(Records supplied):

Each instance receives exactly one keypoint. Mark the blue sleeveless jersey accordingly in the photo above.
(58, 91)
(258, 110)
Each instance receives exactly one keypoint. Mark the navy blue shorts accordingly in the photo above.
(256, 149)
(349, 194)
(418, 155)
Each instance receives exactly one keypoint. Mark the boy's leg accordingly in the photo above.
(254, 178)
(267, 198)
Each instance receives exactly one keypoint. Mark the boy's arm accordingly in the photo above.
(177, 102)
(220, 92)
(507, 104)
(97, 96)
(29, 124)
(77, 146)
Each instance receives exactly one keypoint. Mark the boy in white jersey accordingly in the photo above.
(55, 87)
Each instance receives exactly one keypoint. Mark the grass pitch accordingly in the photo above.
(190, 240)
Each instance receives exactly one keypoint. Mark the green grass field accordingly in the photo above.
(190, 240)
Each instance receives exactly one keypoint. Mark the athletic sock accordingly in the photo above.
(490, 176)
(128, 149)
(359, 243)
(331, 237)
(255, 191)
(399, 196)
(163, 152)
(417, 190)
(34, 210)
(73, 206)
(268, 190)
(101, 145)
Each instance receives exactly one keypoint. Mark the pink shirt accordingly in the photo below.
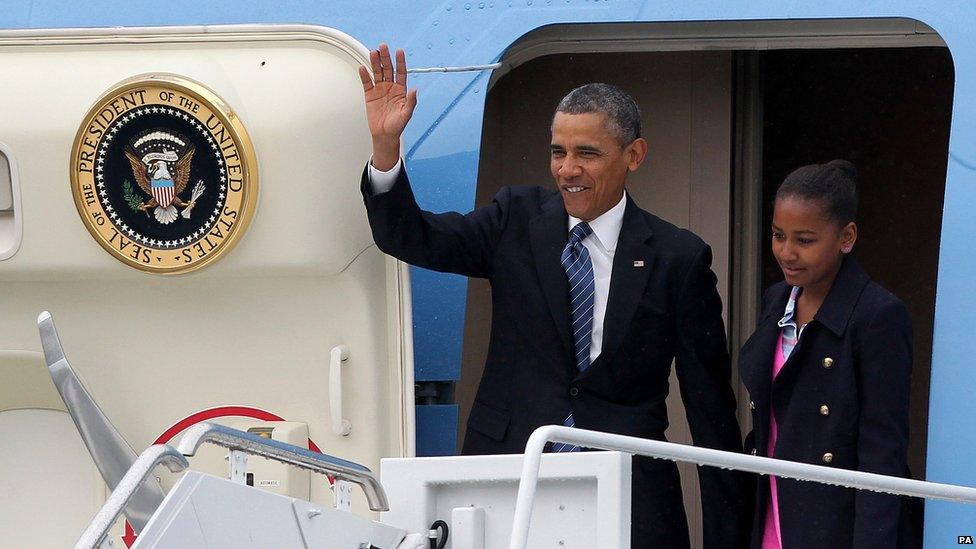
(772, 538)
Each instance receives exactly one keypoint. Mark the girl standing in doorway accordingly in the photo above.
(828, 369)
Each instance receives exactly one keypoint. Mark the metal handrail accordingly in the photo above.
(716, 458)
(126, 489)
(110, 452)
(297, 456)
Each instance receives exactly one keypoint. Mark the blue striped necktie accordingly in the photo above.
(579, 271)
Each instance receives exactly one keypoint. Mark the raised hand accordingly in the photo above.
(389, 105)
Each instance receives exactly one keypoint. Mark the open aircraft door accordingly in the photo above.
(185, 201)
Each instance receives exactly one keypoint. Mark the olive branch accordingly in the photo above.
(132, 198)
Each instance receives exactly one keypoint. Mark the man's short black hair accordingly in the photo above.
(619, 107)
(832, 184)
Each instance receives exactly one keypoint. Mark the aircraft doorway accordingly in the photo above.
(726, 121)
(887, 111)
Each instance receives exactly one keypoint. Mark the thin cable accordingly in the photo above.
(468, 68)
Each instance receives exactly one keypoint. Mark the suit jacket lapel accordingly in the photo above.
(756, 357)
(632, 264)
(548, 235)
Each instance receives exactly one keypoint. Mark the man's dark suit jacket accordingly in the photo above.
(663, 305)
(866, 333)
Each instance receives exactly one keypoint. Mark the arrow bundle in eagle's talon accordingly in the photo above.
(197, 191)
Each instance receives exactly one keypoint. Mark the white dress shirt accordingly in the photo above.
(601, 244)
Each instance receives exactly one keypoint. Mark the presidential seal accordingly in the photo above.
(163, 174)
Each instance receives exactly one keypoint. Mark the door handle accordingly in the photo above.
(340, 425)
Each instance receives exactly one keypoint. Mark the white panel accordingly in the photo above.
(6, 191)
(49, 489)
(583, 499)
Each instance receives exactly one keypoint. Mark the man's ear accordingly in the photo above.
(636, 153)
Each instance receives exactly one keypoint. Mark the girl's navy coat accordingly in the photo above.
(840, 400)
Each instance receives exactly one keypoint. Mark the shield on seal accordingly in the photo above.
(163, 191)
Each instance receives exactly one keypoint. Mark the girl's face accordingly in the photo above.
(807, 244)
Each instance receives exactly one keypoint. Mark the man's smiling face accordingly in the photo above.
(588, 163)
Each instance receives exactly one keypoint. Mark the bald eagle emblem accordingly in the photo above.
(160, 164)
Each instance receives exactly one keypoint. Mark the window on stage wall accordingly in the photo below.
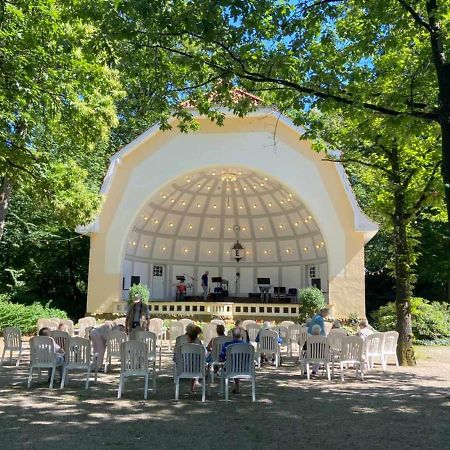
(135, 280)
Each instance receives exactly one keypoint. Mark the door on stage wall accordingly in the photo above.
(157, 290)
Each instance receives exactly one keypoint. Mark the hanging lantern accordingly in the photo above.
(237, 251)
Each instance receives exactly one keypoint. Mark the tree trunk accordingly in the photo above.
(5, 195)
(405, 350)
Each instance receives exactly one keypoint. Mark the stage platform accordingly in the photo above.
(223, 309)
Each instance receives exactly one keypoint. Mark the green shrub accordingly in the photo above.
(25, 317)
(311, 301)
(430, 320)
(138, 289)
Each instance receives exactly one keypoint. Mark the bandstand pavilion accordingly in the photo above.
(174, 204)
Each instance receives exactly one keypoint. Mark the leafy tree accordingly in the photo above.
(57, 98)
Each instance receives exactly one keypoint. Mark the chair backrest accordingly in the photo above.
(352, 348)
(68, 324)
(149, 338)
(294, 332)
(240, 360)
(185, 323)
(253, 329)
(268, 341)
(134, 357)
(390, 342)
(78, 352)
(209, 332)
(317, 348)
(217, 347)
(120, 321)
(176, 329)
(247, 322)
(374, 343)
(302, 336)
(190, 361)
(113, 342)
(335, 340)
(156, 325)
(61, 338)
(12, 338)
(42, 351)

(Do this): Reproduce the records verbatim, starting at the line that contains "Each instance receives exactly one keypoint. Mark the leafy" and ending at the last line of the records, with both ends included.

(Right answer):
Each instance receives exactly one keypoint. Mark the leafy tree accordingly in the photo above.
(57, 98)
Each instance receives exactly one keypoint. Mark the chair backrest accordingly in the photo above.
(352, 348)
(68, 324)
(149, 338)
(294, 332)
(240, 360)
(185, 323)
(253, 329)
(268, 341)
(134, 357)
(390, 342)
(78, 352)
(209, 332)
(317, 348)
(217, 347)
(120, 321)
(176, 329)
(247, 322)
(374, 343)
(302, 336)
(190, 361)
(113, 342)
(335, 340)
(156, 325)
(61, 338)
(12, 338)
(42, 351)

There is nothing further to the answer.